(Excerpts of pointing data)
################

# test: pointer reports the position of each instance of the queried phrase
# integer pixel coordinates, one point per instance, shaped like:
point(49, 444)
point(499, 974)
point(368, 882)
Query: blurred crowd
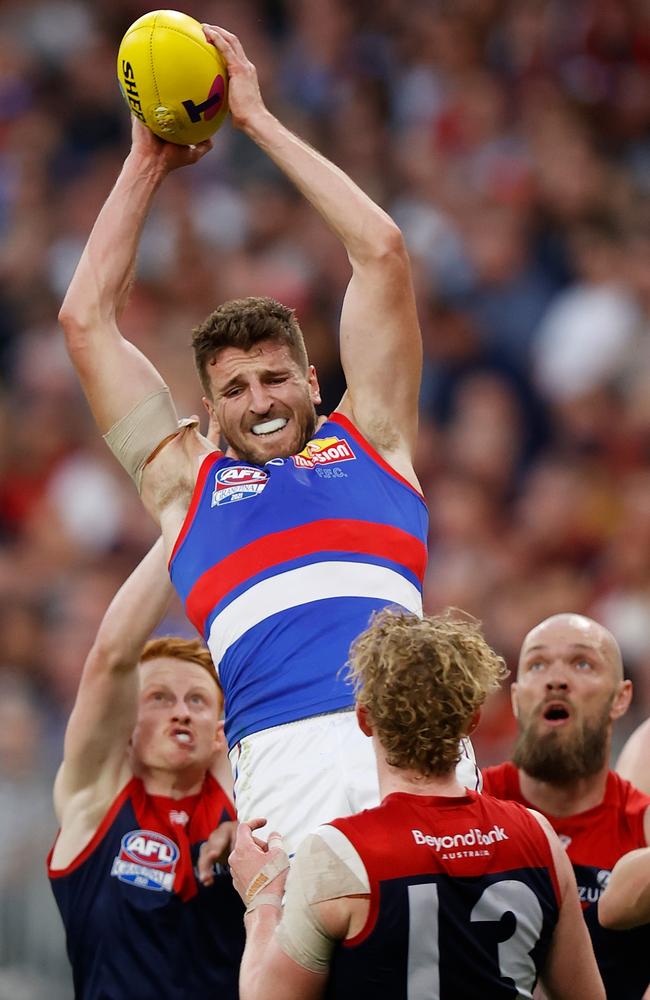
point(511, 142)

################

> Challenge
Count the lines in the material above that contain the string "instance", where case counts. Reply with the number only.

> Solution to the problem
2